Task A: List the dispute resolution methods that the labor law provides for, according to the first sentence of the passage on labor dispute resolution.
Task B: From the passage on labor dispute resolution, quote the text verbatim starting at "Observers differ over" and ending at "of arbitration cases.".

Article:
The Labor law provides for mediation, arbitration, and court resolution of labor disputes. Under these procedures, cases are to be dealt with first in the workplace, through a mediation committee, then, if unresolved, through a local arbitration committee outside the workplace. If no solution is reached at this level, the dispute may be submitted to the courts. According to Ministry of Labor and Social Security (MOLSS) statistics, arbitration committees nationwide handled over 135,000 labor disputes in 2000, an increase of 12.5 percent over the previous year.

 

Observers differ over the effectiveness of these dispute resolution procedures in protecting workers' rights and interests. Workers are reported to have little trust in the fairness of workplace mediation. They have little say in the choice of mediators. Moreover, unions that play a major mediation role are viewed as inclined to favor management. A 1999 ICFTU report contended that mediation efforts often are preferential to employers and largely are ineffective in advocating worker rights.

 

Workers appear to favor to arbitration over workplace mediation. While workers have little say in the choice of arbitrators and may look with suspicion on the local government role in the process, the majority of arbitration decisions have favored workers. In the view of some observers, this fact helps explain the rapid rise in the number of arbitration cases.

[Collected data entries]
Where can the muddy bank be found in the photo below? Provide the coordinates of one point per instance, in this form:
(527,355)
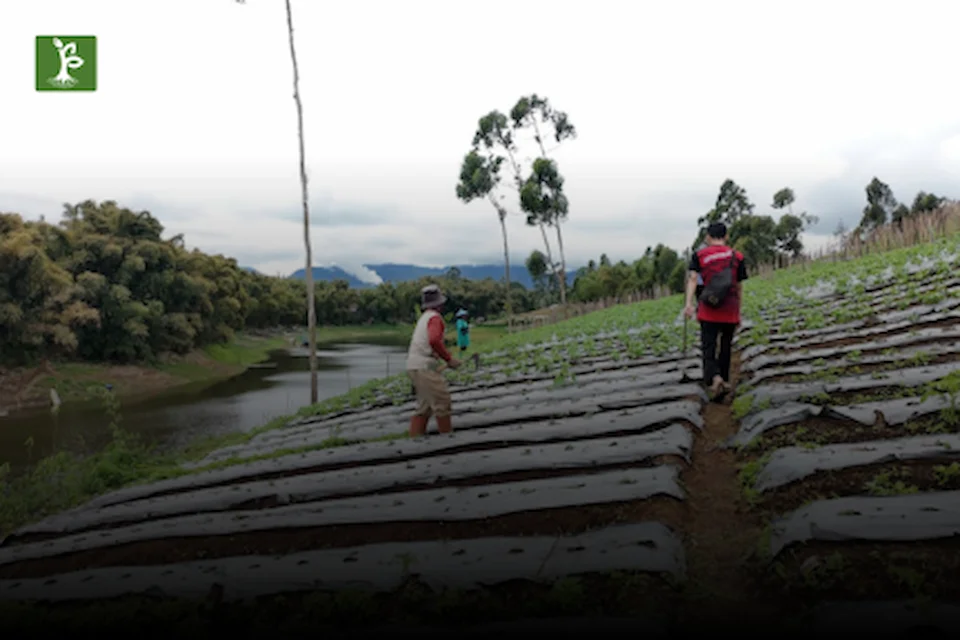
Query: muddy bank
(28,388)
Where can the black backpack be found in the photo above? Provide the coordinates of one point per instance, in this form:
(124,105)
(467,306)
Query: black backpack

Written response A:
- Mediation
- Arbitration
- Court resolution

Written response B:
Observers differ over the effectiveness of these dispute resolution procedures in protecting workers' rights and interests. Workers are reported to have little trust in the fairness of workplace mediation. They have little say in the choice of mediators. Moreover, unions that play a major mediation role are viewed as inclined to favor management. A 1999 ICFTU report contended that mediation efforts often are preferential to employers and largely are ineffective in advocating worker rights.

 

Workers appear to favor to arbitration over workplace mediation. While workers have little say in the choice of arbitrators and may look with suspicion on the local government role in the process, the majority of arbitration decisions have favored workers. In the view of some observers, this fact helps explain the rapid rise in the number of arbitration cases.